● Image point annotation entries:
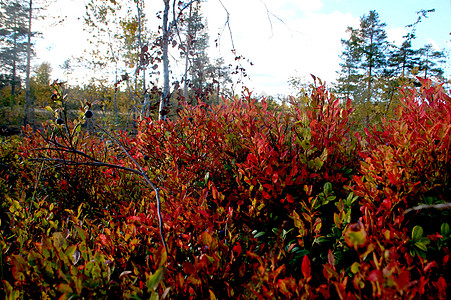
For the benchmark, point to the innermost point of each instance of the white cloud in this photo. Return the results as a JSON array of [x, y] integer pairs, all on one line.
[[303, 44]]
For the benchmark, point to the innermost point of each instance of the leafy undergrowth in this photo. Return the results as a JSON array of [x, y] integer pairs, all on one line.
[[255, 204]]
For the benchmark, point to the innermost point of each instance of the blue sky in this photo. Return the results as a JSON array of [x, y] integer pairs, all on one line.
[[296, 37]]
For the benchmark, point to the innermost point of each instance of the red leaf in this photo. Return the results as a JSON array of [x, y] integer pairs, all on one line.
[[306, 266], [376, 276], [104, 240], [403, 280], [266, 195]]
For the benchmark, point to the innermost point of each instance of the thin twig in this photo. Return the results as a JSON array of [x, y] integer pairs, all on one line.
[[427, 206], [147, 180]]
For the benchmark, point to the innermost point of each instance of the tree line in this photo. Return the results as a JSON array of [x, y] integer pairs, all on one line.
[[121, 46], [372, 69]]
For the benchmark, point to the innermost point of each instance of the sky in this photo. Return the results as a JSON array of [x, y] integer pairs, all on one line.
[[282, 38]]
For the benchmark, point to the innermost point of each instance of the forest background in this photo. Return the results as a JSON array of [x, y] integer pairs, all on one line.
[[109, 36], [147, 169]]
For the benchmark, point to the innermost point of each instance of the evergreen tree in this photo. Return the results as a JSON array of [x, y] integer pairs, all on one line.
[[429, 62], [13, 41], [373, 48], [349, 75]]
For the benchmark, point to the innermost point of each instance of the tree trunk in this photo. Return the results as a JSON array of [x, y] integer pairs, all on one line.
[[187, 50], [164, 102], [140, 45], [29, 111]]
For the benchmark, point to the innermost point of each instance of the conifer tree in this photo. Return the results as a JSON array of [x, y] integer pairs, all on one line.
[[13, 41]]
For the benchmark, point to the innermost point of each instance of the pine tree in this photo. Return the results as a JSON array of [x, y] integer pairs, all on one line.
[[430, 61], [349, 75], [13, 40], [373, 46]]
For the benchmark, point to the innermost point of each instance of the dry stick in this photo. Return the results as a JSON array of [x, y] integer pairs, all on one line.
[[95, 162]]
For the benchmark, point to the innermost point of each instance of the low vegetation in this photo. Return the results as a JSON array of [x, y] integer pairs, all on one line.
[[238, 200]]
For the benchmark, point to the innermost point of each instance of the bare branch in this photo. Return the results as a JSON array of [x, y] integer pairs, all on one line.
[[147, 180]]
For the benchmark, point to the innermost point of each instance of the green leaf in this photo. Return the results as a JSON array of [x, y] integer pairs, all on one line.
[[327, 189], [83, 234], [59, 240], [417, 233], [154, 279], [445, 230], [355, 267]]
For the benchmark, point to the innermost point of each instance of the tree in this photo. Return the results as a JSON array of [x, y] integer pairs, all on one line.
[[29, 110], [40, 88], [373, 48], [429, 62]]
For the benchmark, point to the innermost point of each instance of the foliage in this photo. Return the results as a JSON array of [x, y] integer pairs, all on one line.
[[256, 203]]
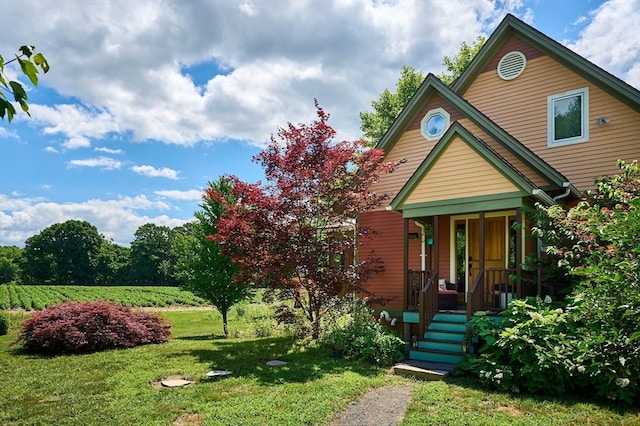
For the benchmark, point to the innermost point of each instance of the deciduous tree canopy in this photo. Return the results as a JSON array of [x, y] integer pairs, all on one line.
[[296, 232]]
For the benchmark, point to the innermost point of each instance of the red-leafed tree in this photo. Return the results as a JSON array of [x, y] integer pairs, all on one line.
[[298, 233]]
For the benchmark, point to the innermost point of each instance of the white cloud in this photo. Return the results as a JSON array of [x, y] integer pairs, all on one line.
[[105, 163], [155, 172], [108, 150], [189, 195], [116, 219], [126, 68], [608, 39]]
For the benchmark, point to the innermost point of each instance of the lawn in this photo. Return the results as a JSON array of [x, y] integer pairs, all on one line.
[[115, 387]]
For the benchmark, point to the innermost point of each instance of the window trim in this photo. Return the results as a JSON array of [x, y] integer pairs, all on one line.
[[584, 137], [427, 117]]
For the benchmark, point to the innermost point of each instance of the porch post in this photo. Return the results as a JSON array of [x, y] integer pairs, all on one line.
[[519, 229], [405, 260], [481, 242], [436, 244]]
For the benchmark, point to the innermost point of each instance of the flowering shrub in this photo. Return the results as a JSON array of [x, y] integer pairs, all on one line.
[[83, 327], [351, 327], [540, 348]]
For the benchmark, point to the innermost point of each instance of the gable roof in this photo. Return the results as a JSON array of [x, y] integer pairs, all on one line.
[[511, 25], [521, 184], [431, 86]]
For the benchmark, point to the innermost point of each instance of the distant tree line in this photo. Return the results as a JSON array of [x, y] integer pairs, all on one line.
[[74, 252]]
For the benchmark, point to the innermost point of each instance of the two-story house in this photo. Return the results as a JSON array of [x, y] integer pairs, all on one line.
[[529, 121]]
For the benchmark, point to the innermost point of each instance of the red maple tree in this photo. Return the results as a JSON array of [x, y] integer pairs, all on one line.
[[299, 232]]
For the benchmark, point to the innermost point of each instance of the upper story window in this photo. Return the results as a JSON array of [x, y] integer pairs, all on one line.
[[434, 123], [568, 117]]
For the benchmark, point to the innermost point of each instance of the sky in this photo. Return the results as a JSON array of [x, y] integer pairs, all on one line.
[[147, 101]]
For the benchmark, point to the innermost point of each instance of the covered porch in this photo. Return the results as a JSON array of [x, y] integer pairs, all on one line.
[[470, 262]]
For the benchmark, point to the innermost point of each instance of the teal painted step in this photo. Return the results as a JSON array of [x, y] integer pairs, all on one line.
[[448, 327], [411, 317], [451, 317], [441, 345], [435, 356], [444, 336]]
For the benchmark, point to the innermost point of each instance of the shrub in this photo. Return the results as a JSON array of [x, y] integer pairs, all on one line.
[[351, 327], [540, 348], [83, 327], [4, 323]]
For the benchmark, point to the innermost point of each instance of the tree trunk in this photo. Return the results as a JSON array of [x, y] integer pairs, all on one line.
[[224, 323]]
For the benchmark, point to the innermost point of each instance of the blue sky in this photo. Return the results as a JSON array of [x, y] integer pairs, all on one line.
[[147, 101]]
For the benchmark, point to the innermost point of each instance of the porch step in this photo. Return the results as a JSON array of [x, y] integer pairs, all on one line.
[[442, 341], [423, 370]]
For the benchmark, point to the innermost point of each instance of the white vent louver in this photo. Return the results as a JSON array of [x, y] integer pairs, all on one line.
[[511, 65]]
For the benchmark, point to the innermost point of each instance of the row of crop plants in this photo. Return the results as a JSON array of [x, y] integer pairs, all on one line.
[[37, 297]]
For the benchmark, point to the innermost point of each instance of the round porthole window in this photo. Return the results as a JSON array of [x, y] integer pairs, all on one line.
[[434, 124]]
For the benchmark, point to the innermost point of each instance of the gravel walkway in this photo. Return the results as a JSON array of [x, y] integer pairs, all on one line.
[[383, 406]]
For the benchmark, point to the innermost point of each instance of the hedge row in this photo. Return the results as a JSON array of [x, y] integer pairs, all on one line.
[[38, 297]]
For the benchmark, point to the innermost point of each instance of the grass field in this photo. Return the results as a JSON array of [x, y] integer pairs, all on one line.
[[115, 387], [36, 297]]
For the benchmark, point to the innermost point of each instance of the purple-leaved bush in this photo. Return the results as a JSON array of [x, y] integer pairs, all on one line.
[[83, 327]]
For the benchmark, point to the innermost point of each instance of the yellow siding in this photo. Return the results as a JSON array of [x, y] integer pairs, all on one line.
[[530, 173], [411, 147], [460, 172], [520, 107]]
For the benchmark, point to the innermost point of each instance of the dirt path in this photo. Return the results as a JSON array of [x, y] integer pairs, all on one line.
[[383, 406]]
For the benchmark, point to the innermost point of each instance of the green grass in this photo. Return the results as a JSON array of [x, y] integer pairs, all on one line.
[[36, 297], [114, 387]]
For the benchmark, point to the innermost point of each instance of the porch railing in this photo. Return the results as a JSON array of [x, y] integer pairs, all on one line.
[[492, 289], [422, 294]]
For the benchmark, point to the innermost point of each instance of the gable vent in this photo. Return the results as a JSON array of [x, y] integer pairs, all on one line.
[[511, 65]]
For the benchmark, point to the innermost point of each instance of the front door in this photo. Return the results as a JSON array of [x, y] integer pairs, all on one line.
[[498, 249], [495, 243]]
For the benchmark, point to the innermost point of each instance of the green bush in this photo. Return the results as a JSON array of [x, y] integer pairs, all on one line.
[[4, 323], [351, 327], [539, 348]]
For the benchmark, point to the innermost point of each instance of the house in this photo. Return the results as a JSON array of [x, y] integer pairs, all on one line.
[[529, 121]]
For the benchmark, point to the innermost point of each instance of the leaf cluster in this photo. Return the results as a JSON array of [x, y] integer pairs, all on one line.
[[29, 61], [590, 346], [351, 327], [299, 231], [90, 327]]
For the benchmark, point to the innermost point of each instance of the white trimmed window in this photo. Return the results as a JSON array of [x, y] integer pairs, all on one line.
[[434, 124], [568, 117]]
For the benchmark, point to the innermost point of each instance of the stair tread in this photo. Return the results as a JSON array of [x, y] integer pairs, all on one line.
[[437, 351]]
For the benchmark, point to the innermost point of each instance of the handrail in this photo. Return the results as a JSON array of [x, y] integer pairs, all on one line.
[[492, 289], [475, 298], [428, 302]]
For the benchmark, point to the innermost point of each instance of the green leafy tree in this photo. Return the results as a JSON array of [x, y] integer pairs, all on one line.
[[63, 253], [29, 61], [375, 123], [457, 64], [202, 268], [152, 256], [10, 260], [591, 343], [112, 264]]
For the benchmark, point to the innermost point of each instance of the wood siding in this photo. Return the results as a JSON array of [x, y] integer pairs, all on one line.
[[520, 107], [530, 173], [460, 172], [388, 246]]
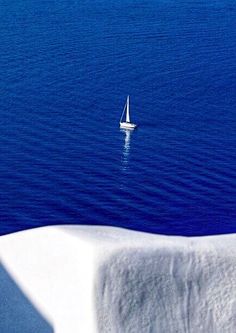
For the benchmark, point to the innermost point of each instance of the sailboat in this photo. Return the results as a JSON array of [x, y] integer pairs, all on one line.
[[126, 124]]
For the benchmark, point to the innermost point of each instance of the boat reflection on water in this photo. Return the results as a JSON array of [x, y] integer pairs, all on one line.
[[126, 149]]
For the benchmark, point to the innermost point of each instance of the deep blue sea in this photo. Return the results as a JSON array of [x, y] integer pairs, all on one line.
[[67, 67]]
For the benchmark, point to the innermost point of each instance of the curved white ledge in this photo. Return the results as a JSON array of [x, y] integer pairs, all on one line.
[[104, 279]]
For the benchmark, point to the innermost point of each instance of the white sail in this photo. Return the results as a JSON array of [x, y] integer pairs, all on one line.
[[127, 111]]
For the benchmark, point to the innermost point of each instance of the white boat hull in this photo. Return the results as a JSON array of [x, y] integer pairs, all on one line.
[[127, 125]]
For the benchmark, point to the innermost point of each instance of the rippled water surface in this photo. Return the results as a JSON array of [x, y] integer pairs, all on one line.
[[66, 69]]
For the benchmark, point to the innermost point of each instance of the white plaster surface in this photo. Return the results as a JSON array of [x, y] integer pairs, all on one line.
[[87, 279]]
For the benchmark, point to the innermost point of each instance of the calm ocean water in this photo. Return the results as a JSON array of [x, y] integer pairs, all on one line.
[[66, 69]]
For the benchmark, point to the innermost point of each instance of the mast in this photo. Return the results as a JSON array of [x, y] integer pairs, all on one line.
[[127, 110]]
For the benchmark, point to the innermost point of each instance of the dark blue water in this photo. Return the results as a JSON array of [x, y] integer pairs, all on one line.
[[66, 69]]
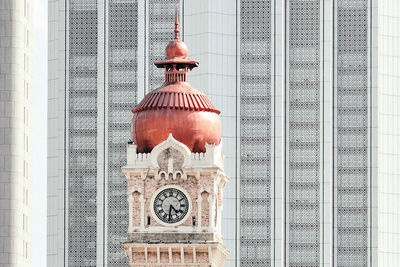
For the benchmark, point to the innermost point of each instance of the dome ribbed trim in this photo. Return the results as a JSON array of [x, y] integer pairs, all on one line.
[[176, 100]]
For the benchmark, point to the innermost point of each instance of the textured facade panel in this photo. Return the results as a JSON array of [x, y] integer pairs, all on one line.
[[82, 150], [255, 133], [303, 132], [122, 96], [161, 18], [352, 134]]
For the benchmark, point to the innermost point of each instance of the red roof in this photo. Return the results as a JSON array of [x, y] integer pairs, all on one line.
[[176, 96]]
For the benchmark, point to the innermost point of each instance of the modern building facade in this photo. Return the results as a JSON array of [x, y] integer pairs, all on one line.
[[16, 83], [310, 124]]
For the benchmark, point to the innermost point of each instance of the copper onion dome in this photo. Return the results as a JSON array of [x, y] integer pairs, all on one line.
[[176, 107]]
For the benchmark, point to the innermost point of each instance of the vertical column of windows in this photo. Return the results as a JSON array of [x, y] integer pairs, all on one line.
[[122, 97], [255, 133], [82, 132], [161, 18], [303, 134], [352, 133]]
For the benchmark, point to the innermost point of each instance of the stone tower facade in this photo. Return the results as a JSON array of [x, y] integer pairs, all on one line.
[[157, 238], [175, 172]]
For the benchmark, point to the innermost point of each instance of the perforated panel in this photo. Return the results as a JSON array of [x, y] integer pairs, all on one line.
[[161, 32], [352, 133], [303, 150], [255, 133], [82, 155], [122, 88]]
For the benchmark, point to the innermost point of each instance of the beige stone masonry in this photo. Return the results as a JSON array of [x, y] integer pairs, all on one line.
[[194, 241]]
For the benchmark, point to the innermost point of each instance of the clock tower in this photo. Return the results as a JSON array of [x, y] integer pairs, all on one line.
[[175, 173]]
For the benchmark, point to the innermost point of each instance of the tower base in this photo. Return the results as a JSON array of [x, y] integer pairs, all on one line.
[[175, 254]]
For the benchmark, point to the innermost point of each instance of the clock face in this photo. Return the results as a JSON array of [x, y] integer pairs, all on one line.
[[171, 205]]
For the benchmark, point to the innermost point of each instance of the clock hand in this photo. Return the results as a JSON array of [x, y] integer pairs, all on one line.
[[176, 211], [169, 214]]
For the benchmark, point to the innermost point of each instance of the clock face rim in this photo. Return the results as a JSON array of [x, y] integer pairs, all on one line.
[[156, 193]]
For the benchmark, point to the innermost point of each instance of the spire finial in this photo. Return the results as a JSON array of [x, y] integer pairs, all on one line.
[[176, 25]]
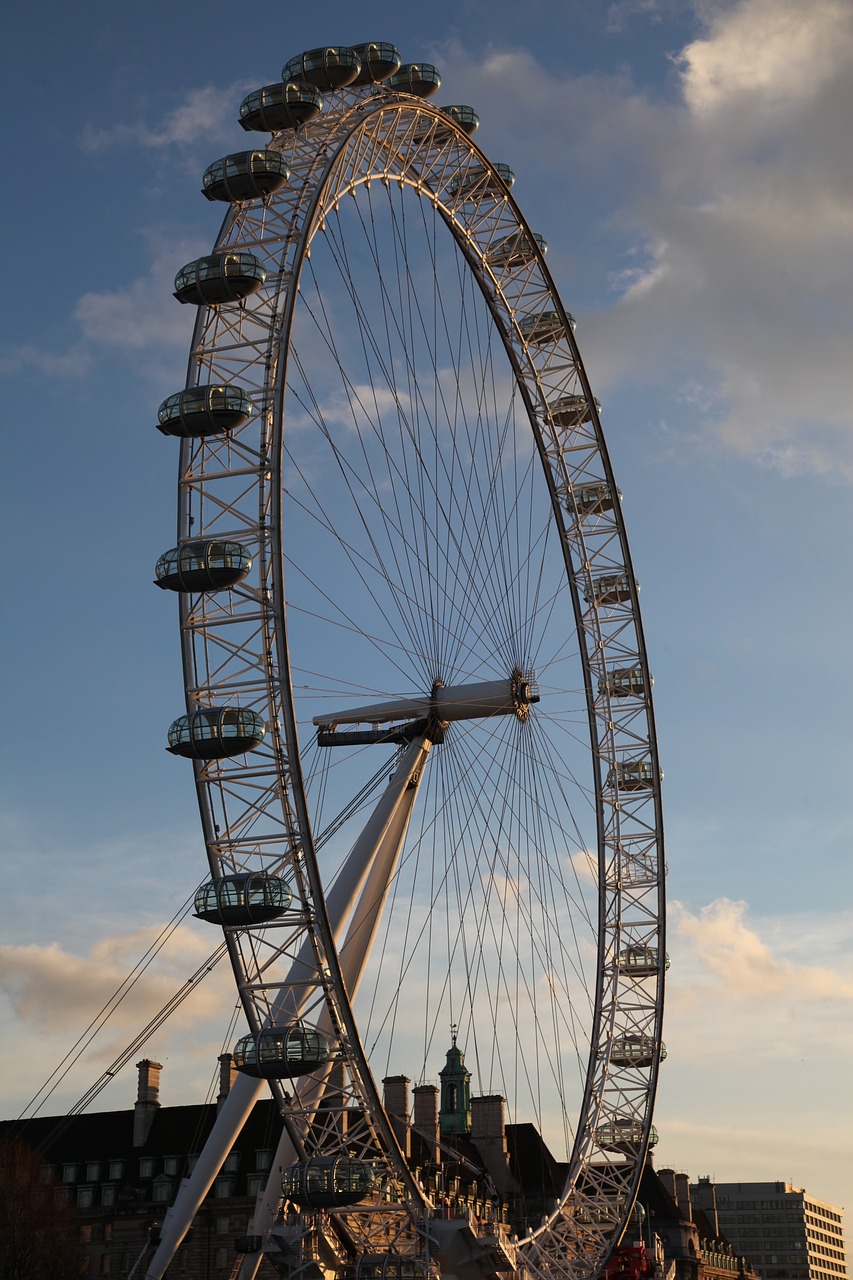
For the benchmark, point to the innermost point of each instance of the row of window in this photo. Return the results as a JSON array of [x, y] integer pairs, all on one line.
[[821, 1212], [92, 1170]]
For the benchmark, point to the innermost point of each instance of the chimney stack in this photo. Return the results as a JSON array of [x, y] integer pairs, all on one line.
[[147, 1100], [396, 1102], [427, 1121], [488, 1134], [227, 1073]]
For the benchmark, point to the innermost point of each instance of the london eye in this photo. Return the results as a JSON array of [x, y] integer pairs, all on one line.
[[418, 700]]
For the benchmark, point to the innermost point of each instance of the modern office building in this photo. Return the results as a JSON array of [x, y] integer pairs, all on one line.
[[784, 1232]]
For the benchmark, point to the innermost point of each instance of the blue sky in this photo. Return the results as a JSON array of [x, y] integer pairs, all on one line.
[[689, 167]]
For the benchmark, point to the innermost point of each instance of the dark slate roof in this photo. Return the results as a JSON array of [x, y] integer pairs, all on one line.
[[108, 1136]]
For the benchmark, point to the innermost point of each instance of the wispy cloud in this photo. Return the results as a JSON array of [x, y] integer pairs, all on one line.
[[137, 319], [205, 114]]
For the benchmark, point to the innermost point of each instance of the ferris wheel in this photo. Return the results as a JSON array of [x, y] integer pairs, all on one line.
[[418, 699]]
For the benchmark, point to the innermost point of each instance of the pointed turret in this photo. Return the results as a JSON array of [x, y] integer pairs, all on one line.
[[455, 1114]]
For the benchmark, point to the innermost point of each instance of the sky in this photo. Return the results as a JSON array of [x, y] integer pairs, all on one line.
[[689, 164]]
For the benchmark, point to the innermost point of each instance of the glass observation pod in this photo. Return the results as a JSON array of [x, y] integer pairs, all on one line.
[[589, 499], [324, 68], [204, 411], [422, 80], [219, 278], [281, 106], [634, 1051], [641, 961], [544, 327], [378, 62], [571, 410], [282, 1052], [245, 176], [610, 589], [215, 732], [516, 250], [247, 897], [624, 682], [484, 182], [388, 1266], [465, 117], [632, 776], [625, 1136], [332, 1182], [203, 566]]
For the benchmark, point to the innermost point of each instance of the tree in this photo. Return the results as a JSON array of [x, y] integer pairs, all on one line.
[[40, 1235]]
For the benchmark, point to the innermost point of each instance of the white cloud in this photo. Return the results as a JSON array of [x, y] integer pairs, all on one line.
[[758, 1027], [49, 996], [140, 318], [731, 199], [767, 54]]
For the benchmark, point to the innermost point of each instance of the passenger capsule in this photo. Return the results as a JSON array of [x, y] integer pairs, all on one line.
[[544, 327], [388, 1266], [624, 1136], [245, 176], [634, 1051], [632, 776], [215, 732], [324, 68], [571, 410], [438, 131], [420, 80], [591, 499], [378, 62], [203, 566], [641, 961], [516, 250], [465, 117], [331, 1182], [247, 897], [281, 106], [282, 1052], [610, 589], [625, 682], [219, 278], [208, 410], [483, 182]]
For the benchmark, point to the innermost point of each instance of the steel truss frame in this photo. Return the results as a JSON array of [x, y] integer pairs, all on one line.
[[235, 649]]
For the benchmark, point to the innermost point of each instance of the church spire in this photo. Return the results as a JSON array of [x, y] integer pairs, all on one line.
[[455, 1112]]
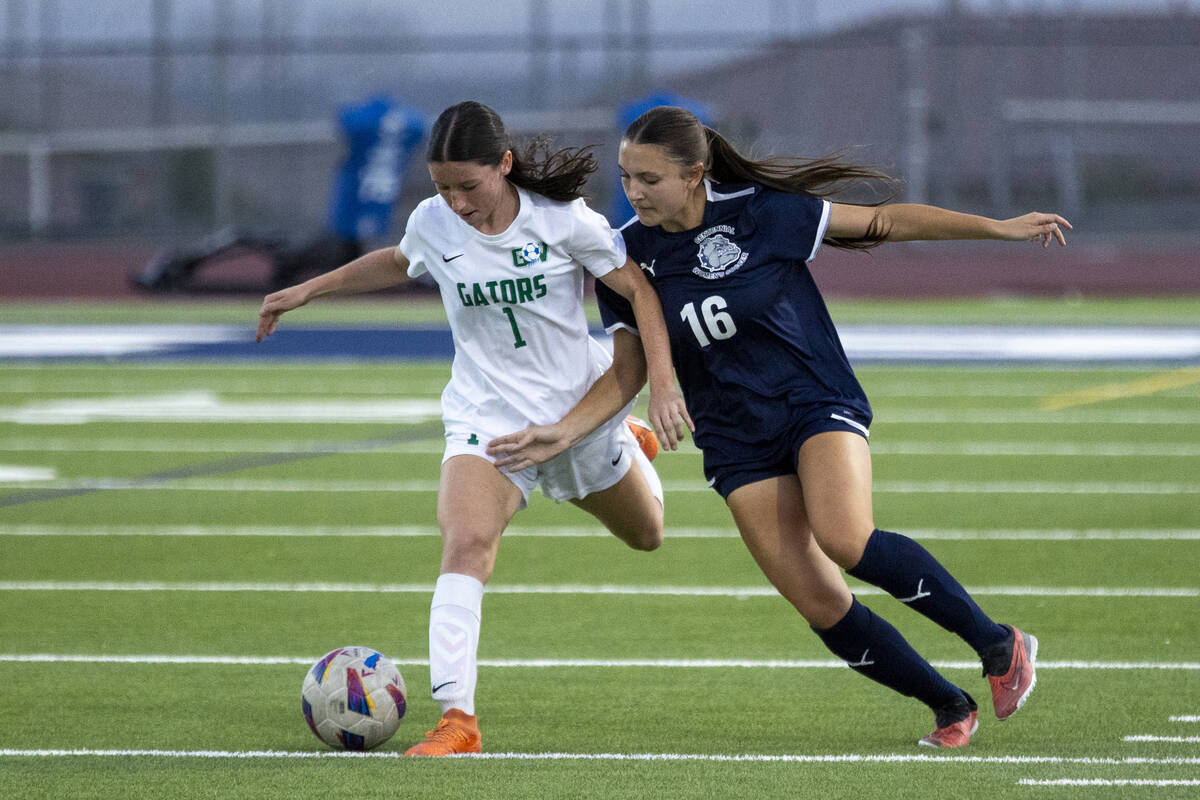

● REQUIRED WORK: Arrange the lines of the items running from the line that contains "the red leaf" through the line that contains "[[427, 206], [147, 180]]", both included, as a JSON list of strings with one string per line and blank lines left out.

● TASK RESPONSE:
[
  "For the benchmark, point to the innermost point of each instance of the red leaf in this photo. Return the results as a JSON array of [x, y] integer pairs, all on one line.",
  "[[306, 266], [376, 276], [104, 240], [403, 280], [266, 195]]",
  "For the benchmark, point to the innermost point of each instance of the thin twig in this photo. Return the results as a JSON array of [x, y] integer pairs, all on one line.",
  "[[427, 206], [147, 180]]"
]